Task details
The answer is every line in the data below that contains the word "shirt".
(Beginning of Dataset excerpts)
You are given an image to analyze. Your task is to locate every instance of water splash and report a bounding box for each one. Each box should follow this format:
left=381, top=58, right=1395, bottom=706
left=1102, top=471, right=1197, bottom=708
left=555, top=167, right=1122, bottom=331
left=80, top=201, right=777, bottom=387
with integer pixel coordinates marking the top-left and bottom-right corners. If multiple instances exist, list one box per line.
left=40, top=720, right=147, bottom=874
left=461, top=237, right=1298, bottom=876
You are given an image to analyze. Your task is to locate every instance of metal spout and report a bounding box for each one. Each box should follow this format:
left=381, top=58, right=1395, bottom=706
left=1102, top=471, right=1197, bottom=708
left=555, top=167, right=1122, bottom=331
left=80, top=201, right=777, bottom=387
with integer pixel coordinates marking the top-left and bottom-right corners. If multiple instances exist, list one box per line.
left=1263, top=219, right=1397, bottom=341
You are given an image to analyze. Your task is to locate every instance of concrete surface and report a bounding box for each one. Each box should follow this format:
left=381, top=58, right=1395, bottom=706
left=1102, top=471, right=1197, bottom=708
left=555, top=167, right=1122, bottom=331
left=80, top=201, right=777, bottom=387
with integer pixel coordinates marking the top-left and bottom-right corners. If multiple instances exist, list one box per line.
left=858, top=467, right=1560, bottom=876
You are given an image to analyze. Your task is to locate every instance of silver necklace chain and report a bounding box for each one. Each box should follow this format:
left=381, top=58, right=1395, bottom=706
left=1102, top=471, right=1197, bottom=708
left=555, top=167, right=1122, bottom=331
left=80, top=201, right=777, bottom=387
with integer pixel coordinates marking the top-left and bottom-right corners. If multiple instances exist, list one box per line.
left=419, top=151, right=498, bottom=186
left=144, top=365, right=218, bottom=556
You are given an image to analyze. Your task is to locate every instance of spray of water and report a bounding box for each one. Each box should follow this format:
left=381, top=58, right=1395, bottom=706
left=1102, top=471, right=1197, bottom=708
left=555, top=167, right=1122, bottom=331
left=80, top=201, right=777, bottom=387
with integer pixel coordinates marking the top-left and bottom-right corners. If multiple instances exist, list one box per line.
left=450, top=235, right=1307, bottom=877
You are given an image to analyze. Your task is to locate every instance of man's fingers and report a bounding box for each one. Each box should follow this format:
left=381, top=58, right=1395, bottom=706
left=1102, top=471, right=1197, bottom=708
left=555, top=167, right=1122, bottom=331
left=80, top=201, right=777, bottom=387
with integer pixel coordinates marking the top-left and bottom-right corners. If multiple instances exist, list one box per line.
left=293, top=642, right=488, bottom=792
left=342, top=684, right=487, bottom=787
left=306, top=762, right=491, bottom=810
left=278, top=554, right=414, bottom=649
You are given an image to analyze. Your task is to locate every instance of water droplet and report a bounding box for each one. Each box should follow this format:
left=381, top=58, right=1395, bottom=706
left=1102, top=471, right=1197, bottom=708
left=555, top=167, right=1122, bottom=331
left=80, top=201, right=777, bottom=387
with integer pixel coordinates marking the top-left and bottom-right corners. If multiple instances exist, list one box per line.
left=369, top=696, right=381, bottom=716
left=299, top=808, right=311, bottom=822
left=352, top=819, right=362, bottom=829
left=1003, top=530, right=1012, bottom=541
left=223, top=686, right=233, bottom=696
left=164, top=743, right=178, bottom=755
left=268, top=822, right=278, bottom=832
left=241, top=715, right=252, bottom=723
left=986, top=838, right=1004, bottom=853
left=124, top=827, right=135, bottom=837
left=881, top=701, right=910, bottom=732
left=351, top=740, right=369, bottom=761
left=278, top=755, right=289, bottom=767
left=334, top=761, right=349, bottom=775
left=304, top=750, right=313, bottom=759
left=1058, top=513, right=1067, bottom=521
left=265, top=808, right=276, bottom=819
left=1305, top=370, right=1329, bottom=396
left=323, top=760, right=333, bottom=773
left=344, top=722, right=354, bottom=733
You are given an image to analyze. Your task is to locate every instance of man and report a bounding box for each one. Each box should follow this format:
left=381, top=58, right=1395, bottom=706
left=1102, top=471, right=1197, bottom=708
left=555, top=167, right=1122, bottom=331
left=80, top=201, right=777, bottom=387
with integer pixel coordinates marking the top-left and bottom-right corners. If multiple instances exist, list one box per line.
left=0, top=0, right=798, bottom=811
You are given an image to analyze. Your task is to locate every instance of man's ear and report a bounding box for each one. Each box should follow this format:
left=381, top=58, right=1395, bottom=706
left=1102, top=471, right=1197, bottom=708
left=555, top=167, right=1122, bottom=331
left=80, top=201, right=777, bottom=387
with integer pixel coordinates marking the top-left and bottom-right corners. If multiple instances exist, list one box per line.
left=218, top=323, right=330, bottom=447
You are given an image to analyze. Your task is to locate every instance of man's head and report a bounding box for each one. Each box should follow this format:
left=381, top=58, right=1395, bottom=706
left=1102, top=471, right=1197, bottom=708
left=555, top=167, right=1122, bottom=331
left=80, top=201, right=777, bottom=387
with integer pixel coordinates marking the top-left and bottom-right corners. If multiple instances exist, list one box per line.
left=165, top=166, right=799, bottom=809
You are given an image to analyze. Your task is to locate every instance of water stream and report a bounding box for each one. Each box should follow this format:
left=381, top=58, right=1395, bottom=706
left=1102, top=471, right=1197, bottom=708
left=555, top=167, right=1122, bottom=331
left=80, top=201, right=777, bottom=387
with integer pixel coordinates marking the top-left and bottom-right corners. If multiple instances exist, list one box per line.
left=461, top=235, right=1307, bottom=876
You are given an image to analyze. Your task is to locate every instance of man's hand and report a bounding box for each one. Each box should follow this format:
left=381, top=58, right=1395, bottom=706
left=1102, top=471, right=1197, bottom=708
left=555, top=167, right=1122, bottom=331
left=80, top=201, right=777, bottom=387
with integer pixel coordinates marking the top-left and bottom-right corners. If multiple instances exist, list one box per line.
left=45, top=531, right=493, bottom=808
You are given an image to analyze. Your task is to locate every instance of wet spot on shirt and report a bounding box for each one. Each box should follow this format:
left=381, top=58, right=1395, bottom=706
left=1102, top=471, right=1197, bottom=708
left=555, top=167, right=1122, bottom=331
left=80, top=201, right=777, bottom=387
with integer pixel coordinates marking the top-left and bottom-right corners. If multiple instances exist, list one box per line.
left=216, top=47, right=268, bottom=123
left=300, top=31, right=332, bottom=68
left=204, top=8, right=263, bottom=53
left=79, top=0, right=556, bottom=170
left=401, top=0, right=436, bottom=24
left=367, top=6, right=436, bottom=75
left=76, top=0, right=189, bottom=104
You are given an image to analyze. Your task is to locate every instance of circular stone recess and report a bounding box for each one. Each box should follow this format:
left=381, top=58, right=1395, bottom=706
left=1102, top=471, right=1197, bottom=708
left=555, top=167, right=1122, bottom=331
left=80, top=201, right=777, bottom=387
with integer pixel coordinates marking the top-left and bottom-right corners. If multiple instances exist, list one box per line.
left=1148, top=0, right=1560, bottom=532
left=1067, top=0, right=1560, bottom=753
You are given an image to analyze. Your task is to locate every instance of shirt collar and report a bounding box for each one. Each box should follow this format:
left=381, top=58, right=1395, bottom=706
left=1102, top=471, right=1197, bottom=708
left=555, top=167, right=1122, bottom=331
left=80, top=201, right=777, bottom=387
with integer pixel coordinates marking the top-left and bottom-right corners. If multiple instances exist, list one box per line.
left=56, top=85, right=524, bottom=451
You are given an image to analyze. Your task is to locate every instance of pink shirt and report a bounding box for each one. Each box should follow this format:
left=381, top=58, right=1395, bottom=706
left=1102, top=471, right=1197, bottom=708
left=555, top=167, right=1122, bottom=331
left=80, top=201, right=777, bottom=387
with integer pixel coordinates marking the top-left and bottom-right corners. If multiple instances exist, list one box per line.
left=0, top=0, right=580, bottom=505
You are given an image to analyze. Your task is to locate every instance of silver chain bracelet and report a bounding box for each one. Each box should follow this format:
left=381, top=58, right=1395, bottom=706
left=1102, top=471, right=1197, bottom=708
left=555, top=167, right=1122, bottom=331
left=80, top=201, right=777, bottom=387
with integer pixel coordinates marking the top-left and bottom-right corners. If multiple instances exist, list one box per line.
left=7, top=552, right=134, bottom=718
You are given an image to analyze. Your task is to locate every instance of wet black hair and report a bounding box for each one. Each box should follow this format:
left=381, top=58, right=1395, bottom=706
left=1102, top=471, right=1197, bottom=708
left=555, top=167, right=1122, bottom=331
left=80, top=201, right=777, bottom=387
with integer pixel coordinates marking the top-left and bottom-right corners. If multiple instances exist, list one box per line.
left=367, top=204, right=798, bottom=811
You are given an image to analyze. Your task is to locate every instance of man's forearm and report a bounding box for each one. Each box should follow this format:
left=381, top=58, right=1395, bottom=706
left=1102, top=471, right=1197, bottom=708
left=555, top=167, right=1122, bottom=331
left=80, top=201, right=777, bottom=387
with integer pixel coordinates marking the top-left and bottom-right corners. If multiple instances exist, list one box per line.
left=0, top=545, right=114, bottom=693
(End of Dataset excerpts)
Result of this exercise
You are given an image to analyze. Your task is to locate every instance of wet spot on shirt and report a bounding box for each one. Each box should follow this format:
You are given an image to analyze. Your task is to locate every instance of shirt collar and report a bounding box for each one. Each box should follow this format:
You are given an image to analyze. Your task is to locate every instance of pink shirt and report a bounding box for each one. Each box should follow this format:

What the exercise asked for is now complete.